((
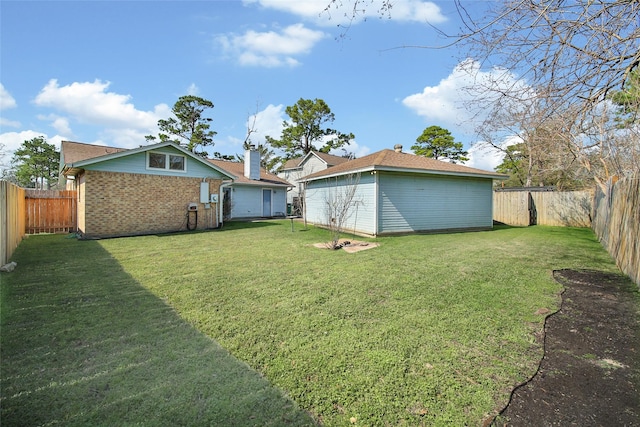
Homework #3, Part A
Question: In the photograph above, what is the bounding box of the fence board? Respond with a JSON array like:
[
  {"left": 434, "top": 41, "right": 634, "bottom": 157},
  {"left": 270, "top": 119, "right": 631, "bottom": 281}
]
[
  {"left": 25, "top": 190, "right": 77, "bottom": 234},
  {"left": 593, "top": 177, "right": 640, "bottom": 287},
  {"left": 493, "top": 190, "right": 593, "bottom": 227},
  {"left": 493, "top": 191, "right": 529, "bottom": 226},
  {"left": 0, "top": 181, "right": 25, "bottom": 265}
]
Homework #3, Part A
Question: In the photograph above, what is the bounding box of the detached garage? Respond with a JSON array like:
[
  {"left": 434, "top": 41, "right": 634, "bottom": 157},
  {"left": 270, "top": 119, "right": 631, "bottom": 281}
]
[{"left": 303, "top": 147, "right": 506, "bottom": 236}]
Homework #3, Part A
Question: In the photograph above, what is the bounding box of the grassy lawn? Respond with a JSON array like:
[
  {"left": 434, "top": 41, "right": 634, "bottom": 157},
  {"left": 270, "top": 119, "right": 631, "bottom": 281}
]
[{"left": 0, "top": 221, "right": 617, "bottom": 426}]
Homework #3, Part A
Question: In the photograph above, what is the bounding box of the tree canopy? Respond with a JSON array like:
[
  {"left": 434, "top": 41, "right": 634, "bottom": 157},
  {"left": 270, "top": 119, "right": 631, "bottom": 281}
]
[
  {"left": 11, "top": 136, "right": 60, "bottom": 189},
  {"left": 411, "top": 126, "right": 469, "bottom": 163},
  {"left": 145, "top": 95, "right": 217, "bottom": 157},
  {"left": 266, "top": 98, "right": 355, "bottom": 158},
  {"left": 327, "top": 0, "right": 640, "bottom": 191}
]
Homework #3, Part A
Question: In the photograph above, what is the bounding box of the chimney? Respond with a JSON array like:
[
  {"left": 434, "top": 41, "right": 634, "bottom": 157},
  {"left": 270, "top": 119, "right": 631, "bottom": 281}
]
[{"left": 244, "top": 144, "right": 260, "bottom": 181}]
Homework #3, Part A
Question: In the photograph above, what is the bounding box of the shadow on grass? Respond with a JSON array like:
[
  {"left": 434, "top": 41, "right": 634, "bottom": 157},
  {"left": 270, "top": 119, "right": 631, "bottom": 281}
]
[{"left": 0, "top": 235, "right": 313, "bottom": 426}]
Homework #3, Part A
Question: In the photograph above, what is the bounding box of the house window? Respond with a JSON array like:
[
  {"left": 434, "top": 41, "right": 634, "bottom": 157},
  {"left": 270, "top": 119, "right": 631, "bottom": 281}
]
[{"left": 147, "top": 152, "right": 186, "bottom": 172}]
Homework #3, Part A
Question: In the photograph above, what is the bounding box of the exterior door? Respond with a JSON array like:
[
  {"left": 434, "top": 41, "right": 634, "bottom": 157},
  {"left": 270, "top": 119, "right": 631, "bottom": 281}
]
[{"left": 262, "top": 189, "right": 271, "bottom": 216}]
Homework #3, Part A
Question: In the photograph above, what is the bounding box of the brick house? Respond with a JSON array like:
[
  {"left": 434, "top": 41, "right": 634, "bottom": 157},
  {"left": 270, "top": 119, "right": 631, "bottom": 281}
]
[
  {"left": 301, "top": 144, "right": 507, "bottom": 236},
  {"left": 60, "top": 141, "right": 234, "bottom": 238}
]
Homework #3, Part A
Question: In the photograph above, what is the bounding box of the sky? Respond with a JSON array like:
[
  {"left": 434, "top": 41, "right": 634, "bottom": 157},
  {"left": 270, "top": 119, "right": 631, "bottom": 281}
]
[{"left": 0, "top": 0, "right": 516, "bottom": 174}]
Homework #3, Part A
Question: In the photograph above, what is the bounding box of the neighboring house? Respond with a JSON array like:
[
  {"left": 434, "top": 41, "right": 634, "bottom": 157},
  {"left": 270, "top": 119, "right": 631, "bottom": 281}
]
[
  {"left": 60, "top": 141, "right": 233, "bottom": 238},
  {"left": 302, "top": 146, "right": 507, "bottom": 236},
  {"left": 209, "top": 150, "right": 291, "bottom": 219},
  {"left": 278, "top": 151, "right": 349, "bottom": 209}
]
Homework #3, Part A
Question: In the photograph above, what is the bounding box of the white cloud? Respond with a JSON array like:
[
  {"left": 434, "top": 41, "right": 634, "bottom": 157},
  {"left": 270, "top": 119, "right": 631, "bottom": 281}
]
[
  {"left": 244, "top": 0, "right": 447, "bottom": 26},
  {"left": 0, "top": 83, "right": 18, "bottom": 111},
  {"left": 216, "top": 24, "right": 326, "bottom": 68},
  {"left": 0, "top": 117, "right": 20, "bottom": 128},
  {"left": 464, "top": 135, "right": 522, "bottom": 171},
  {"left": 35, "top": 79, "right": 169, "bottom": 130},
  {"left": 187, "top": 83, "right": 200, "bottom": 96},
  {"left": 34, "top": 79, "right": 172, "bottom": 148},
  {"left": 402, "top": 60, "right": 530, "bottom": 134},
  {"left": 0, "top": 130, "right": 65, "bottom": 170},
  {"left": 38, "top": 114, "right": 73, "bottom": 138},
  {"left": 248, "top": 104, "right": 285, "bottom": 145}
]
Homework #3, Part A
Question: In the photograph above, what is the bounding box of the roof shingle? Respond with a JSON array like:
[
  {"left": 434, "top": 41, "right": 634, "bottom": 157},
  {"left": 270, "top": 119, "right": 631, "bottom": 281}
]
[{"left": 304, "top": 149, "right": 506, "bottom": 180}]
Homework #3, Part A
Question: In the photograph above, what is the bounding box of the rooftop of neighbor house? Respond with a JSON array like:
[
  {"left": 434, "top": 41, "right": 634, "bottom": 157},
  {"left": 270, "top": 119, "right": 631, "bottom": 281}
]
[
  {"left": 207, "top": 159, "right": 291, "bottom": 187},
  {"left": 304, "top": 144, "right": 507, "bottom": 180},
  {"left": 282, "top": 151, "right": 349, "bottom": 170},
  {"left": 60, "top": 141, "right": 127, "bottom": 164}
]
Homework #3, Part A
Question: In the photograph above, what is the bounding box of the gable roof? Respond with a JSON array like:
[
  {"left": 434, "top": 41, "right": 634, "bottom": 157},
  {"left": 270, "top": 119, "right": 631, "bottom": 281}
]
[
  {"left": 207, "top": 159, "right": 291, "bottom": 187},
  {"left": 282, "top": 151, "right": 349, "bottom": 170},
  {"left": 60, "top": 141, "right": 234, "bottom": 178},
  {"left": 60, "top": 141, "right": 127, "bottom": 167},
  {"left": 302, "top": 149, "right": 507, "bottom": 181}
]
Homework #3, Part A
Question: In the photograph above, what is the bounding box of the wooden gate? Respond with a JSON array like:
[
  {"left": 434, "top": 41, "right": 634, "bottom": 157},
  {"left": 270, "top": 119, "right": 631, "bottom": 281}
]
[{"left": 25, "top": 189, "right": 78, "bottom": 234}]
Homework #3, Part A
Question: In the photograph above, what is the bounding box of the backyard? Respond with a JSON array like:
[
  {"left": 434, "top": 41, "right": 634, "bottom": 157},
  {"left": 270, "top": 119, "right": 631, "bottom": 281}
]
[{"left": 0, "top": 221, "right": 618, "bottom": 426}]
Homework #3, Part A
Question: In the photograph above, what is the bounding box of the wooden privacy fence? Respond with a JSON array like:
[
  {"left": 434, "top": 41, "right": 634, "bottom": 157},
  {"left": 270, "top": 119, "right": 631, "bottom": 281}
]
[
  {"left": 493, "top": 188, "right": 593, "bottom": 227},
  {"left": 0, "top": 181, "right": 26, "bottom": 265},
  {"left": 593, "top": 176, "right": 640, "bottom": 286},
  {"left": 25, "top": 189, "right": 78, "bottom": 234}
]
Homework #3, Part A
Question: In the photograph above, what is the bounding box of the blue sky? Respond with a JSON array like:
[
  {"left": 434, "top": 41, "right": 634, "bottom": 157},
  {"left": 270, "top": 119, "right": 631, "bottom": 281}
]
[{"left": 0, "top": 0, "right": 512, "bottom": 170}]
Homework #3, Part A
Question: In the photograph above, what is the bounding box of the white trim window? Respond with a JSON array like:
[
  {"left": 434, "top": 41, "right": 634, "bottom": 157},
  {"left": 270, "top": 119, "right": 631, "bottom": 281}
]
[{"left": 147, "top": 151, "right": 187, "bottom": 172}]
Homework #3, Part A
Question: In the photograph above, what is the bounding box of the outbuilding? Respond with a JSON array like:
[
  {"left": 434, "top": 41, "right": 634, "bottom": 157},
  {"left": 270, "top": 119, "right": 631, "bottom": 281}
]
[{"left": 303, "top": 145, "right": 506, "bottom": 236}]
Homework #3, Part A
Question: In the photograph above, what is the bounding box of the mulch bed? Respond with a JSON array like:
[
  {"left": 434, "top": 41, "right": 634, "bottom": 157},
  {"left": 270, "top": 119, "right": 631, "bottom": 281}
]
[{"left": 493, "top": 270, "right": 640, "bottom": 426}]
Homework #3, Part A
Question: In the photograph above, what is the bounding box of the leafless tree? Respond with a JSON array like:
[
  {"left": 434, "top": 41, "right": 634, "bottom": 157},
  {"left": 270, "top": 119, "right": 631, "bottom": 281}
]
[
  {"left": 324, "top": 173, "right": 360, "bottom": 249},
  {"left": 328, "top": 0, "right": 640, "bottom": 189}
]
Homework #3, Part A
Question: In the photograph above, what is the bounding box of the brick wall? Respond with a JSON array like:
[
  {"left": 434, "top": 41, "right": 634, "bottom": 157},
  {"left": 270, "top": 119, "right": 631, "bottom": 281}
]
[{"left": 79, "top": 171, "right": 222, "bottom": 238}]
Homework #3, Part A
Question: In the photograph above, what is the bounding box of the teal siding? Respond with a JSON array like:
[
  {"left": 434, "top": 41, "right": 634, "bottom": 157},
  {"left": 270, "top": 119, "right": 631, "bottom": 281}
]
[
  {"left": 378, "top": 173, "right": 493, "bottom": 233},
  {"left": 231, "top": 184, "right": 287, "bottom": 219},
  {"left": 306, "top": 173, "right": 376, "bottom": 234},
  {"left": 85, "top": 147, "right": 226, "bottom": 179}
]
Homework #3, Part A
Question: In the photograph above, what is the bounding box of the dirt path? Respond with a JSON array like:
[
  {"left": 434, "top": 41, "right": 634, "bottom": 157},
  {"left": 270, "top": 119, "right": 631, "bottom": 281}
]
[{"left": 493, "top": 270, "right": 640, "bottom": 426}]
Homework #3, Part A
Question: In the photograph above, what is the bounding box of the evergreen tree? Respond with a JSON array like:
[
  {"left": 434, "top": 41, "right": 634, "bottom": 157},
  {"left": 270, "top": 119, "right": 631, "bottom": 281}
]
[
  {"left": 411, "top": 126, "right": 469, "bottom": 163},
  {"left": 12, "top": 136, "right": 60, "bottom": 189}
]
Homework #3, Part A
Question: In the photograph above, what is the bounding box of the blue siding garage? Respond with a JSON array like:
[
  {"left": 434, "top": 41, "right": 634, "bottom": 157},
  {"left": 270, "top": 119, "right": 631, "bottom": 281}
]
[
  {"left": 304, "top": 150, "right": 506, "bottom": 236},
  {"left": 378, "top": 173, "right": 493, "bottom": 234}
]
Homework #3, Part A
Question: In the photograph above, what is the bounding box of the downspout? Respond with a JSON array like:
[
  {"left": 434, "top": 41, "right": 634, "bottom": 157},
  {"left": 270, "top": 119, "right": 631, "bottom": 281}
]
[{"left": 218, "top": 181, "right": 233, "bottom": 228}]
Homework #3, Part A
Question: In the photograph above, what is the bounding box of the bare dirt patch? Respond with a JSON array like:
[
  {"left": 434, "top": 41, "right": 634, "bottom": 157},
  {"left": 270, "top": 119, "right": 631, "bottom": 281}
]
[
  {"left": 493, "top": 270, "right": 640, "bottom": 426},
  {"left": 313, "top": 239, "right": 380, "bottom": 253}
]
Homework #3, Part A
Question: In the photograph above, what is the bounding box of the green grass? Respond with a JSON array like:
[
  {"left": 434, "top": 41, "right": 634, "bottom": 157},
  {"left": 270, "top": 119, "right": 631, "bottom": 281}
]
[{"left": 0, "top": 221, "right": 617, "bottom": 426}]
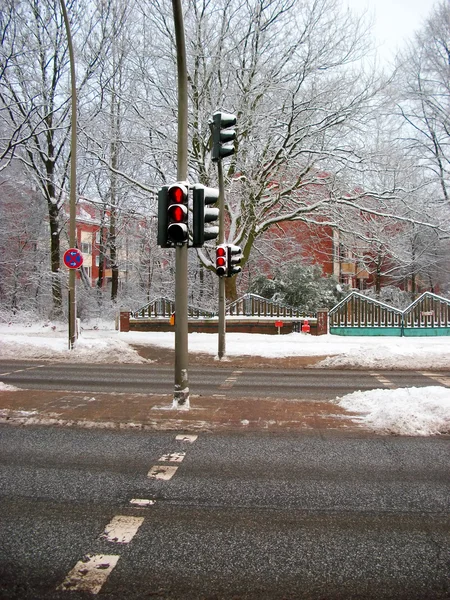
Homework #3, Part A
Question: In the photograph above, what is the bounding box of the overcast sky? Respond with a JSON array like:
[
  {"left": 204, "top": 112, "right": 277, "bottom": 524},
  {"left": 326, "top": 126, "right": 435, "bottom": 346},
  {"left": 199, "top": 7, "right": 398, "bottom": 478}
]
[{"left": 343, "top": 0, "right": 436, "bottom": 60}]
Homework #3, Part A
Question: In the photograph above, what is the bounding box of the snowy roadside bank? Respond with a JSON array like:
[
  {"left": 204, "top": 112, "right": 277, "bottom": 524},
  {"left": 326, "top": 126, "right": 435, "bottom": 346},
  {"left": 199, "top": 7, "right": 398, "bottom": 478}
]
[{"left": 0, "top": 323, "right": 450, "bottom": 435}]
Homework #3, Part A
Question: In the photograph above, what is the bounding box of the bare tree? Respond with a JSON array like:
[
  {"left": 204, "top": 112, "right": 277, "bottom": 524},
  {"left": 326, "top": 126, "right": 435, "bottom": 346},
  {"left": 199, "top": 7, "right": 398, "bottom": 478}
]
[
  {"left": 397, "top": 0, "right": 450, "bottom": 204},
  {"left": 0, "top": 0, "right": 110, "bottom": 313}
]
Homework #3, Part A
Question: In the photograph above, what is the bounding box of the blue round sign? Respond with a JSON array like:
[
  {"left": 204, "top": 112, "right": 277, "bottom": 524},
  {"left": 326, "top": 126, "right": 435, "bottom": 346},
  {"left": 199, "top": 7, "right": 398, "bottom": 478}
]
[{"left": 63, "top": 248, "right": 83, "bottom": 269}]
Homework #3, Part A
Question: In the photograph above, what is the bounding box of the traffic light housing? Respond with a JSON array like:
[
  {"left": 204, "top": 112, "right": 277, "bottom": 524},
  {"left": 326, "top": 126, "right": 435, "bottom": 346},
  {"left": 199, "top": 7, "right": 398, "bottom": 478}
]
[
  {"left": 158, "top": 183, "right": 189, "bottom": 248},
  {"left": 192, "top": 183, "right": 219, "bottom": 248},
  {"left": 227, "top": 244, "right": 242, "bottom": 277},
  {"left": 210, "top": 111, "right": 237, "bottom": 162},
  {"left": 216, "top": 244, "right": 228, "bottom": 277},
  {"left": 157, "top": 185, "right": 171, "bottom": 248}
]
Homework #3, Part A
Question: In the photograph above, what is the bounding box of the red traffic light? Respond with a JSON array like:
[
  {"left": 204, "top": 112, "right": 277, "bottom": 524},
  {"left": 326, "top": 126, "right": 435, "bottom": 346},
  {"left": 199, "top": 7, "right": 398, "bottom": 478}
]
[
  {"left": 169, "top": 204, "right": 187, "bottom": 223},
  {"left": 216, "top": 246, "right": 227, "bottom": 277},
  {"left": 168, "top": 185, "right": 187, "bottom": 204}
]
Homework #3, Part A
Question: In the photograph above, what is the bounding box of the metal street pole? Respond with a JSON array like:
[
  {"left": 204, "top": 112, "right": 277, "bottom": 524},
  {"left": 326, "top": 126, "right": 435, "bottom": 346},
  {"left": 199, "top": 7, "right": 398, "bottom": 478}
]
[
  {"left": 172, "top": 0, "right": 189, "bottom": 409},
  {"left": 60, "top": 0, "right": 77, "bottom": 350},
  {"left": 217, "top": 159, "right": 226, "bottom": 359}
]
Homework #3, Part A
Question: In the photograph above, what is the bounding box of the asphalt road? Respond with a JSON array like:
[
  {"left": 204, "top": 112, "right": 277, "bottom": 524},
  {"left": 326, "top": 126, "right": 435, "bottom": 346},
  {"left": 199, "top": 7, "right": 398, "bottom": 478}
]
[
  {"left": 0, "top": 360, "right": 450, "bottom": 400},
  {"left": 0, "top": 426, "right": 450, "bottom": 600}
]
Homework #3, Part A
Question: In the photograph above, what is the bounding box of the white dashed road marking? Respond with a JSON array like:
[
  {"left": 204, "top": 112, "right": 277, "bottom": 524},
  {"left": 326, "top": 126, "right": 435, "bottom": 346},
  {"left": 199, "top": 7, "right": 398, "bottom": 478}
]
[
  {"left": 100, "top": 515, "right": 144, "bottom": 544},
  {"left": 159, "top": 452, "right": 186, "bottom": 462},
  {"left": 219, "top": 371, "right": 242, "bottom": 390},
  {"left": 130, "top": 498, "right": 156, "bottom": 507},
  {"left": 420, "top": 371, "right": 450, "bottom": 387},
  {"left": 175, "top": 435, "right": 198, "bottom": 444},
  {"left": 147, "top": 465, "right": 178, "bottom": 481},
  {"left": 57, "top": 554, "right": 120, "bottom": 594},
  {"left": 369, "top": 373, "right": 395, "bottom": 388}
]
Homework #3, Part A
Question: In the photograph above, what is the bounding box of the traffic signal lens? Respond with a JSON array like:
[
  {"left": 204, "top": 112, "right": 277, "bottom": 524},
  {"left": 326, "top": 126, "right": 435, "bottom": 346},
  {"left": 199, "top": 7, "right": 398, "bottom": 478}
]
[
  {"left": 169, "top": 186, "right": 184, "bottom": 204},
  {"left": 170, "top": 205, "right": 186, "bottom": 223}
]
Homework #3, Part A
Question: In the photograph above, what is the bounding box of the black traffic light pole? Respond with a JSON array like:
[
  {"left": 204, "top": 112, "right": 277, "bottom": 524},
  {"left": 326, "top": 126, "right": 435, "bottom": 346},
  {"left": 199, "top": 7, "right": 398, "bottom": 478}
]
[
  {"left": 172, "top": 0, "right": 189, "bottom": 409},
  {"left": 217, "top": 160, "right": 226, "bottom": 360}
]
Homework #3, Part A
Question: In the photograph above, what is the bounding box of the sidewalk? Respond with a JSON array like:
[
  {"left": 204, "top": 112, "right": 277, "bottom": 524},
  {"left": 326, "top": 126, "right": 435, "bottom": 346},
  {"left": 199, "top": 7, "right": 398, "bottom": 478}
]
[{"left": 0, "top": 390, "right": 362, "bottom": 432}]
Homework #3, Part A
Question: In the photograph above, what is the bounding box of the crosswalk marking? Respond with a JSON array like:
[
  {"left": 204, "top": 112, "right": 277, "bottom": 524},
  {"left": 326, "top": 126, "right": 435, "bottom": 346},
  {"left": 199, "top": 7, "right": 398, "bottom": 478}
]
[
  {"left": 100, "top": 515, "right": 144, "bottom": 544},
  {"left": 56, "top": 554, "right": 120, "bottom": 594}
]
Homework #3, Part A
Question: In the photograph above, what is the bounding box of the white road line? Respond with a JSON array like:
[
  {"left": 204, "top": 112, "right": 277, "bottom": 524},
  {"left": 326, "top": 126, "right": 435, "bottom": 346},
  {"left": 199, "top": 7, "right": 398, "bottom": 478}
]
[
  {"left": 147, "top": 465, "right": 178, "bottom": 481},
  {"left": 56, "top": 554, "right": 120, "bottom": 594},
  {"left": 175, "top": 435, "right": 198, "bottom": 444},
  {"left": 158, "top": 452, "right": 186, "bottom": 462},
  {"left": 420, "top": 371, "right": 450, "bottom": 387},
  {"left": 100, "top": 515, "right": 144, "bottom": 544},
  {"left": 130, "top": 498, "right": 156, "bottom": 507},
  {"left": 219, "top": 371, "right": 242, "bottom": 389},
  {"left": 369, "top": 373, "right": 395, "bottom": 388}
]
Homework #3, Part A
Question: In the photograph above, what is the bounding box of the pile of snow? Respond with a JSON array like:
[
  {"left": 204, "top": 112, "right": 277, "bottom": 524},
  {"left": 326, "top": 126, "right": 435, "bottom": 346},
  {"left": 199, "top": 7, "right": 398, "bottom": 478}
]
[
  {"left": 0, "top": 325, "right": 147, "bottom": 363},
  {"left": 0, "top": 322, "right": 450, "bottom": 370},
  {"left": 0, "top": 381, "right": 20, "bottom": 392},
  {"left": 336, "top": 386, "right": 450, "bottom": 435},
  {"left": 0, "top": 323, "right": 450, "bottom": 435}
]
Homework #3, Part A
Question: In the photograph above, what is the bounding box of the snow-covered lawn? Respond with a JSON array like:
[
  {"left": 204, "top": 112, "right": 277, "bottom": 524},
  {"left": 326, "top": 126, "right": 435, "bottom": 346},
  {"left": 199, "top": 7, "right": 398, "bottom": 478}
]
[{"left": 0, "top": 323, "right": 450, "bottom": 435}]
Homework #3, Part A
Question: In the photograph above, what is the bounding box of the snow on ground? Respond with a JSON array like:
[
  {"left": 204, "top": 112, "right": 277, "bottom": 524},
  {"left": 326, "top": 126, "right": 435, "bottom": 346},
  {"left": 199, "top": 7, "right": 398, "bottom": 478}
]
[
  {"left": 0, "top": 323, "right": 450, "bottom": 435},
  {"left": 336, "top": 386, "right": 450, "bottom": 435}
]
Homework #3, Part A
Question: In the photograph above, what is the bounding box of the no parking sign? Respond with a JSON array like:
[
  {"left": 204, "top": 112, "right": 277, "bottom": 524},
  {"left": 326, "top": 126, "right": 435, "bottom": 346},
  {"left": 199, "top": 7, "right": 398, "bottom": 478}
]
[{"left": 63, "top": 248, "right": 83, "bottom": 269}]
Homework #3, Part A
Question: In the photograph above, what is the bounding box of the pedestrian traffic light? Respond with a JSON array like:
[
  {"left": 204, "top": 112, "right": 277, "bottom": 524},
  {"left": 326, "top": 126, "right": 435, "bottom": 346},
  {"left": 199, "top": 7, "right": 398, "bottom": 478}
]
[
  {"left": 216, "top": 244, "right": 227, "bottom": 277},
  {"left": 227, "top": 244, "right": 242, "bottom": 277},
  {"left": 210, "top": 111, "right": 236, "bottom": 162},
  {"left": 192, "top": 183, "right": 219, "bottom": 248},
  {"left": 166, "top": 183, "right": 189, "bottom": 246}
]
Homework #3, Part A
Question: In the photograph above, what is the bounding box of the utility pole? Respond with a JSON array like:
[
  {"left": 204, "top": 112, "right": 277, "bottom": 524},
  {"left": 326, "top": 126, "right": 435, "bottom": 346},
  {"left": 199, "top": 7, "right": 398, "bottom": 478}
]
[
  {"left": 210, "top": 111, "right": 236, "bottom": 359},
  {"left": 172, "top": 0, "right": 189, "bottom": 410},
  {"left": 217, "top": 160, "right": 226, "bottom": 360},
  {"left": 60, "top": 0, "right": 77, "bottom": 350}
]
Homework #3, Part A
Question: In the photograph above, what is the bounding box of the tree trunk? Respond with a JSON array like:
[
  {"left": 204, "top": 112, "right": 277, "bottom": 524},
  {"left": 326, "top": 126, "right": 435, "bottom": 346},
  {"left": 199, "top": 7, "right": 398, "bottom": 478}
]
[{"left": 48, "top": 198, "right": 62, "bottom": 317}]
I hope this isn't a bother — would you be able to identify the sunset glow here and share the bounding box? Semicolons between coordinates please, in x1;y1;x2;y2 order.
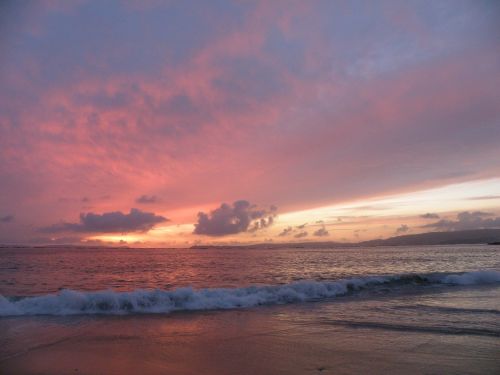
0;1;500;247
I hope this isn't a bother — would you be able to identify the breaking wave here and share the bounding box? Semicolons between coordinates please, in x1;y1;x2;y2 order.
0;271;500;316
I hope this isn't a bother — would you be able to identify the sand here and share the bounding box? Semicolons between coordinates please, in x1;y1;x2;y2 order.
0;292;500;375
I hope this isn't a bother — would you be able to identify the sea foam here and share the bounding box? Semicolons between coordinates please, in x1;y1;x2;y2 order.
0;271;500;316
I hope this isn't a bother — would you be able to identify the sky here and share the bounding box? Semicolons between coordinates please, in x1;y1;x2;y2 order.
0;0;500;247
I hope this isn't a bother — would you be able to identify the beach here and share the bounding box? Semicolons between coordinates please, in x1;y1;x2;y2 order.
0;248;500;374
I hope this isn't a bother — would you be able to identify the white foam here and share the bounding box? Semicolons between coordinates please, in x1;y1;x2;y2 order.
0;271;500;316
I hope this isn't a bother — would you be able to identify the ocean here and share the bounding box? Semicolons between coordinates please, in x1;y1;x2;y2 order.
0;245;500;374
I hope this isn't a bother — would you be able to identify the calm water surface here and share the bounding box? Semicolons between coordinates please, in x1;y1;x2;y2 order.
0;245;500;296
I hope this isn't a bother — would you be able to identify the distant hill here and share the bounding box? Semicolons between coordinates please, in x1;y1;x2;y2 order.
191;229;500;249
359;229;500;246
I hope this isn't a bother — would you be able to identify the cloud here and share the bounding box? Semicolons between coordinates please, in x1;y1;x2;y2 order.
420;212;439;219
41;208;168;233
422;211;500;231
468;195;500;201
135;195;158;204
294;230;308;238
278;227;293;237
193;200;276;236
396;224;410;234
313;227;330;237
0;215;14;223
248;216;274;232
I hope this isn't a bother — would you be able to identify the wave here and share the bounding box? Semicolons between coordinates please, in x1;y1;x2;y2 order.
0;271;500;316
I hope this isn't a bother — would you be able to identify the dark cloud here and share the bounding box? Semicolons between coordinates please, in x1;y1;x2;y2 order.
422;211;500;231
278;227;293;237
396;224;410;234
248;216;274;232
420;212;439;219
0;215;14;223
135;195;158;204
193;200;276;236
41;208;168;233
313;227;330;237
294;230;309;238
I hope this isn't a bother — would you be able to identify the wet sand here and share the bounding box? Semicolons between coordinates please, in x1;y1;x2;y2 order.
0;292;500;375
))
### WHAT YOU NEED TO DO
Please reproduce, word for word, the part of the material above that opens with the line containing "identify the calm" and closes with the line containing "359;229;500;246", including both of those lines.

### FULL ANSWER
I hope this isn't a bother — would you be able to identify the calm water surface here and share the bounding box? Semicolons between coordinates please, in x1;y1;x2;y2 order.
0;245;500;296
I hope this isn't a bother — would you be able to identify the distant hill here and share the bounding box? Semicolons between coordinates please, in x1;y1;x2;y2 order.
191;229;500;249
359;229;500;246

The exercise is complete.